:: Teks Halaman

Rabu, 20 Juni 2012

AJI Manado “Santroni” Markas Lantamal


    Pengurus  AJI Manado foto bersama Danlantamal VIII Manado

KASUS kekerasan terhadap sejumlah jurnalis yang dilakukan beberapa anggota marinir di Padang mengundang reaksi solidaritas dari kalangan wartawan di berbagai daerah, sekaligus mengecam tindakan tentara. Dari Manado, setelah Senin 04 Juni menggelar obrolan pagi dengan sejumlah kalangan yang membahas kasus itu, Rabu 13 Juni 2012 AJI Manado “menyantroni” Markas Pangkalan Utama TNI Angkatan Laut (Lantamal) VIII Manado untuk dialog tentang hal yang sama. 

Mobil yang dikemudikan Sekretaris AJI Manado, Ishak Kusrant perlahan memasuki halaman Markas Lantamal VIII. Kami berempat di dalam mobil itu. Selain Ishak dan saya, juga ada Koordinator Divisi Penguatan Organisasi AJI Manado, Muhamad  Irzal dan Bendahara AJI Manado, Yintzhe Lynvia Gunde.   Jam menunjukan Pukul 10.50 WITA. Penjaga markas memberi kode agar kita melapor ke pos penjagaan. “Dari AJI Manado Pak,” ujar saya setelah tiba di pos itu. Ada tiga orang anggota marinir di sana. Mereka meminta kartu identitas. Saya menyerahkan kartu Anggota AJI, kembali ke dalam mobil.
Tiba di parkiran, Budi Susilo, Koordinator Divisi Advokasi AJI Manado, sudah menunggu. Berempat kami turun dari mobil, disambut seorang marinir berpangkat Kapten. “Saya Agun, biasa disapa Gunawan. Pjs Kadispen Lantamal VIII,” ujar marinir tadi dengan ramah. “Saya yang selalu menghubungi Abang. Ini abang Yoseph kan,” ujar dia sambil mengulurkan tangannya. “Ya benar,” balas saya menyambut uluran tangannya.

::::
:: Data yang Diberikan

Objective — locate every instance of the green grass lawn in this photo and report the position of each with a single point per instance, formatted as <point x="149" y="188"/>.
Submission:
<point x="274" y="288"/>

::::

Tujuan yang Dinyatakan A:
Tulis ulang bagian teks halaman mulai dari "Rabu, 20 Juni" sampai "hal yang sama.", dan ganti "jurnalis" dengan "wartawan".
Tujuan yang Dinyatakan B:
Tentukan apakah setiap pernyataan berikut sesuai dengan teks halaman. Jawab ya atau tidak, lalu kutip kata-kata dari teks yang menjadi penentunya.
(i) Mobil yang memasuki halaman Markas Lantamal VIII dikemudikan oleh Bendahara AJI Manado.
(ii) Budi Susilo sudah menunggu di parkiran.
(iii) Di pos penjagaan ada tiga orang anggota marinir.

Jawaban Benar A:
Rabu, 20 Juni 2012

AJI Manado “Santroni” Markas Lantamal


    Pengurus  AJI Manado foto bersama Danlantamal VIII Manado

KASUS kekerasan terhadap sejumlah wartawan yang dilakukan beberapa anggota marinir di Padang mengundang reaksi solidaritas dari kalangan wartawan di berbagai daerah, sekaligus mengecam tindakan tentara. Dari Manado, setelah Senin 04 Juni menggelar obrolan pagi dengan sejumlah kalangan yang membahas kasus itu, Rabu 13 Juni 2012 AJI Manado “menyantroni” Markas Pangkalan Utama TNI Angkatan Laut (Lantamal) VIII Manado untuk dialog tentang hal yang sama.

Jawaban Benar B:
(i) Tidak: "Mobil yang dikemudikan Sekretaris AJI Manado, Ishak Kusrant perlahan memasuki halaman Markas Lantamal VIII."
(ii) Ya: "Tiba di parkiran, Budi Susilo, Koordinator Divisi Advokasi AJI Manado, sudah menunggu."
(iii) Ya: "Ada tiga orang anggota marinir di sana."